Material shown =
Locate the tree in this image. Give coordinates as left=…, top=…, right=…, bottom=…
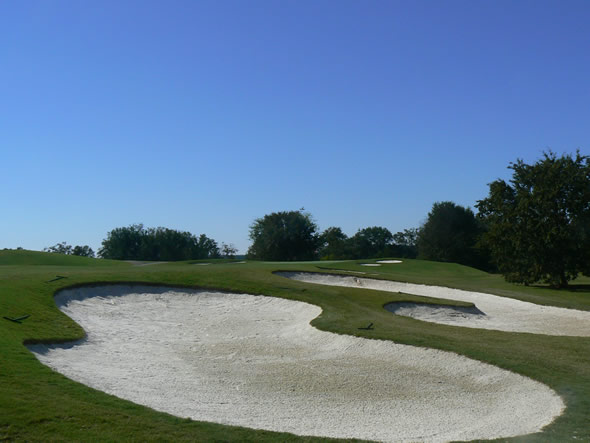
left=147, top=227, right=206, bottom=261
left=349, top=226, right=393, bottom=259
left=99, top=224, right=145, bottom=260
left=221, top=243, right=238, bottom=259
left=417, top=201, right=485, bottom=268
left=99, top=224, right=219, bottom=261
left=318, top=227, right=351, bottom=259
left=44, top=242, right=95, bottom=258
left=72, top=245, right=95, bottom=258
left=476, top=151, right=590, bottom=287
left=197, top=233, right=220, bottom=259
left=393, top=228, right=418, bottom=247
left=247, top=210, right=319, bottom=261
left=44, top=242, right=73, bottom=255
left=391, top=228, right=419, bottom=258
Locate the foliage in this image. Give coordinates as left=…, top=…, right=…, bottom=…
left=44, top=242, right=95, bottom=258
left=318, top=226, right=418, bottom=260
left=71, top=245, right=95, bottom=257
left=417, top=201, right=486, bottom=268
left=220, top=242, right=238, bottom=259
left=247, top=210, right=319, bottom=261
left=99, top=224, right=144, bottom=260
left=44, top=242, right=72, bottom=255
left=318, top=227, right=351, bottom=259
left=349, top=226, right=393, bottom=258
left=247, top=209, right=418, bottom=261
left=393, top=228, right=418, bottom=247
left=476, top=151, right=590, bottom=287
left=196, top=233, right=221, bottom=259
left=99, top=224, right=219, bottom=261
left=390, top=228, right=419, bottom=258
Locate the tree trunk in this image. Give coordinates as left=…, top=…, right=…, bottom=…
left=559, top=273, right=569, bottom=289
left=550, top=273, right=569, bottom=289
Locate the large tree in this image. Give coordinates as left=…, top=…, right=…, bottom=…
left=71, top=245, right=95, bottom=258
left=349, top=226, right=393, bottom=259
left=98, top=224, right=145, bottom=260
left=476, top=151, right=590, bottom=287
left=417, top=201, right=485, bottom=268
left=318, top=226, right=351, bottom=259
left=220, top=242, right=238, bottom=259
left=247, top=210, right=319, bottom=261
left=391, top=228, right=419, bottom=258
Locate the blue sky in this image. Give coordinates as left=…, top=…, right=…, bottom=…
left=2, top=0, right=589, bottom=254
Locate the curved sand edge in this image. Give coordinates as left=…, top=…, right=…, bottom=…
left=28, top=285, right=563, bottom=442
left=279, top=272, right=590, bottom=336
left=386, top=301, right=486, bottom=321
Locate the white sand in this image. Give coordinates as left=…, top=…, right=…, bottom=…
left=360, top=263, right=381, bottom=266
left=28, top=285, right=564, bottom=442
left=376, top=260, right=403, bottom=264
left=387, top=302, right=486, bottom=323
left=280, top=272, right=590, bottom=336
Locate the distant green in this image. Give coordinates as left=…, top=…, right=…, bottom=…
left=1, top=250, right=590, bottom=442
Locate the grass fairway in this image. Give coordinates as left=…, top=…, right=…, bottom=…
left=1, top=251, right=590, bottom=442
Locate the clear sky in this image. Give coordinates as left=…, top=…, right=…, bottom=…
left=2, top=0, right=589, bottom=254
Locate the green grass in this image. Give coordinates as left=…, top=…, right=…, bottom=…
left=316, top=258, right=590, bottom=310
left=0, top=249, right=129, bottom=267
left=1, top=251, right=590, bottom=442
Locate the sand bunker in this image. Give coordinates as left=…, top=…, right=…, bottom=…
left=279, top=272, right=590, bottom=336
left=28, top=285, right=563, bottom=442
left=377, top=260, right=403, bottom=264
left=386, top=302, right=487, bottom=325
left=360, top=263, right=381, bottom=266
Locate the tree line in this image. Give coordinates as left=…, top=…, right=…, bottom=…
left=44, top=242, right=96, bottom=258
left=43, top=151, right=589, bottom=288
left=248, top=151, right=590, bottom=288
left=45, top=224, right=237, bottom=261
left=98, top=224, right=221, bottom=261
left=247, top=211, right=419, bottom=262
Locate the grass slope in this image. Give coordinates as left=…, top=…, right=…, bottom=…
left=0, top=249, right=129, bottom=267
left=1, top=251, right=589, bottom=442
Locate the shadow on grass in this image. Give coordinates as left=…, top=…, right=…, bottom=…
left=531, top=284, right=590, bottom=293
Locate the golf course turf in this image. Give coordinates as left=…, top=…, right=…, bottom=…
left=1, top=249, right=590, bottom=442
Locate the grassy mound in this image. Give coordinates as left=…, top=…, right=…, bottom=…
left=0, top=249, right=128, bottom=267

Required action =
Provide an exact copy of the records, excluding every picture.

Response box =
Locate the tree in this image. Give coordinates as left=…, top=…, right=…, bottom=…
left=147, top=227, right=206, bottom=261
left=349, top=226, right=393, bottom=259
left=99, top=224, right=145, bottom=260
left=221, top=243, right=238, bottom=259
left=417, top=201, right=485, bottom=268
left=99, top=224, right=219, bottom=261
left=318, top=227, right=351, bottom=259
left=44, top=242, right=95, bottom=258
left=72, top=245, right=95, bottom=258
left=476, top=151, right=590, bottom=287
left=197, top=233, right=220, bottom=259
left=393, top=228, right=418, bottom=247
left=247, top=210, right=319, bottom=261
left=44, top=242, right=73, bottom=255
left=391, top=228, right=419, bottom=258
Locate the foliage in this image. Give coordinates as left=…, top=…, right=…, bottom=…
left=44, top=242, right=95, bottom=258
left=318, top=226, right=418, bottom=260
left=71, top=245, right=95, bottom=257
left=417, top=201, right=486, bottom=268
left=220, top=242, right=238, bottom=259
left=247, top=210, right=319, bottom=261
left=99, top=224, right=144, bottom=260
left=44, top=242, right=72, bottom=255
left=318, top=227, right=351, bottom=259
left=349, top=226, right=393, bottom=258
left=247, top=209, right=418, bottom=261
left=393, top=228, right=418, bottom=247
left=476, top=151, right=590, bottom=287
left=196, top=233, right=221, bottom=259
left=99, top=224, right=219, bottom=261
left=390, top=228, right=419, bottom=258
Locate the tree trunk in this image. Give coordinates as left=…, top=…, right=…, bottom=…
left=559, top=273, right=569, bottom=289
left=550, top=273, right=569, bottom=289
Locate the large tree in this image. Give coordinates as left=…, top=…, right=…, bottom=…
left=71, top=245, right=95, bottom=258
left=349, top=226, right=393, bottom=259
left=98, top=224, right=145, bottom=260
left=476, top=151, right=590, bottom=287
left=417, top=201, right=485, bottom=268
left=318, top=226, right=351, bottom=259
left=220, top=242, right=238, bottom=259
left=247, top=210, right=319, bottom=261
left=391, top=228, right=419, bottom=258
Locate the blue sky in this image. Give coordinates as left=…, top=…, right=…, bottom=…
left=2, top=0, right=589, bottom=254
Locate the curved sand edge in this image. Give coordinates as left=…, top=…, right=…, bottom=…
left=28, top=285, right=563, bottom=442
left=279, top=272, right=590, bottom=336
left=386, top=301, right=486, bottom=321
Locate the white sand in this image. Give coordinates as left=…, top=…, right=…, bottom=…
left=360, top=263, right=381, bottom=266
left=28, top=285, right=564, bottom=442
left=376, top=260, right=403, bottom=264
left=387, top=302, right=486, bottom=323
left=280, top=272, right=590, bottom=336
Locate the distant green in this image. Give coordinates as left=…, top=…, right=…, bottom=…
left=1, top=250, right=590, bottom=442
Locate the grass fairway in this image. Give coordinates as left=…, top=…, right=…, bottom=…
left=1, top=251, right=590, bottom=442
Locate the clear sky in this image. Give coordinates as left=…, top=…, right=…, bottom=…
left=2, top=0, right=589, bottom=254
Locate the green grass in this image. Give coordinates as left=…, top=…, right=…, bottom=…
left=316, top=258, right=590, bottom=310
left=0, top=249, right=129, bottom=267
left=1, top=251, right=590, bottom=442
Locate the sand bunker in this image. Give coordinates as left=…, top=…, right=…, bottom=…
left=279, top=272, right=590, bottom=336
left=28, top=285, right=563, bottom=442
left=377, top=260, right=403, bottom=264
left=386, top=302, right=487, bottom=325
left=360, top=263, right=381, bottom=266
Locate the tree line in this image. Give coordinates as left=…, top=…, right=…, bottom=…
left=44, top=242, right=96, bottom=258
left=43, top=151, right=589, bottom=288
left=248, top=151, right=590, bottom=288
left=45, top=224, right=237, bottom=261
left=98, top=224, right=221, bottom=261
left=247, top=211, right=419, bottom=262
Locate the grass slope in this image. Give coordinates as left=…, top=…, right=…, bottom=…
left=0, top=249, right=129, bottom=267
left=1, top=251, right=589, bottom=442
Locate the shadow on grass in this image. Give coordinates as left=…, top=…, right=…, bottom=…
left=531, top=284, right=590, bottom=293
Locate the golf course turf in this image. Give coordinates as left=…, top=…, right=…, bottom=…
left=1, top=249, right=590, bottom=442
Locate the grassy mound in this image. Give coordinates as left=…, top=…, right=…, bottom=…
left=0, top=249, right=128, bottom=267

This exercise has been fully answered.